*Exercise*
List, word for word, each line in the records below that contains the string "tapestry".

*Excerpted records*
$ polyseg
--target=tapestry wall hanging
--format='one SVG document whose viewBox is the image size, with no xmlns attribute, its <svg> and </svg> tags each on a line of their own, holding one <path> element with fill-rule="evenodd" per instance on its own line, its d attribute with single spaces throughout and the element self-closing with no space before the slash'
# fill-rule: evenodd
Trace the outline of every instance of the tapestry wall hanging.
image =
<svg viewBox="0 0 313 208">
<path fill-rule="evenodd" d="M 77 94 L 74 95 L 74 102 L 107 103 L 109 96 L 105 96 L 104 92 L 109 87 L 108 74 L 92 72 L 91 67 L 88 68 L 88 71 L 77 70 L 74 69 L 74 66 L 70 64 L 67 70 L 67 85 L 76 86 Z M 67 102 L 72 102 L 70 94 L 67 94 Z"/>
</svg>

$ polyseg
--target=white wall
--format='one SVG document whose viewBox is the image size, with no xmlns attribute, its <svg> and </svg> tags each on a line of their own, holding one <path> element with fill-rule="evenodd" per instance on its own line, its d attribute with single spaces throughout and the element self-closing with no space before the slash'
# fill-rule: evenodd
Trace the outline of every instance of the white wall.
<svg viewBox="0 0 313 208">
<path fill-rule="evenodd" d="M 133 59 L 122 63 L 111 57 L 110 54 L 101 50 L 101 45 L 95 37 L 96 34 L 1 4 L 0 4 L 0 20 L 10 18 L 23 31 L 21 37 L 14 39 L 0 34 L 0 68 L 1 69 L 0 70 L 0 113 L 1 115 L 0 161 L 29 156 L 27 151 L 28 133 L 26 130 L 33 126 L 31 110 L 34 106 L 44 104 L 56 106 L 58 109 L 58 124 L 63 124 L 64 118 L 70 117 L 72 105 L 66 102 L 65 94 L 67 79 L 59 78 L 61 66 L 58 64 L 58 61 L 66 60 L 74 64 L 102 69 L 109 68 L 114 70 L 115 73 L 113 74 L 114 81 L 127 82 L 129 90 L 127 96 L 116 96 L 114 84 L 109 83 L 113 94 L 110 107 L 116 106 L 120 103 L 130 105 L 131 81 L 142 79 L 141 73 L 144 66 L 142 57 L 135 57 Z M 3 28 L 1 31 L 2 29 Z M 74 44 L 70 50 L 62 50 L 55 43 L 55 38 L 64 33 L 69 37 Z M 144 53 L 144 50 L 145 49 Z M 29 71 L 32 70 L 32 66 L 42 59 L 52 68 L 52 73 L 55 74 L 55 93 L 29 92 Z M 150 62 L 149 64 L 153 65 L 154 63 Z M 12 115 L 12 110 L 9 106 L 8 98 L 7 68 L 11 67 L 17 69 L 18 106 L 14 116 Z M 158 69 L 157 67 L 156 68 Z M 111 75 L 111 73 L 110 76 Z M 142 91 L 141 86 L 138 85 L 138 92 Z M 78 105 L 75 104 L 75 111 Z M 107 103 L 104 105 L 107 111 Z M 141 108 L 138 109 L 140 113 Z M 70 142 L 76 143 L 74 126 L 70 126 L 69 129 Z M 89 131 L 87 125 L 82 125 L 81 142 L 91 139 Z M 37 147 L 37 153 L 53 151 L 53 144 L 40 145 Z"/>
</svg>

*Answer for the task*
--target=tapestry wall hanging
Trace the outline of every instance of the tapestry wall hanging.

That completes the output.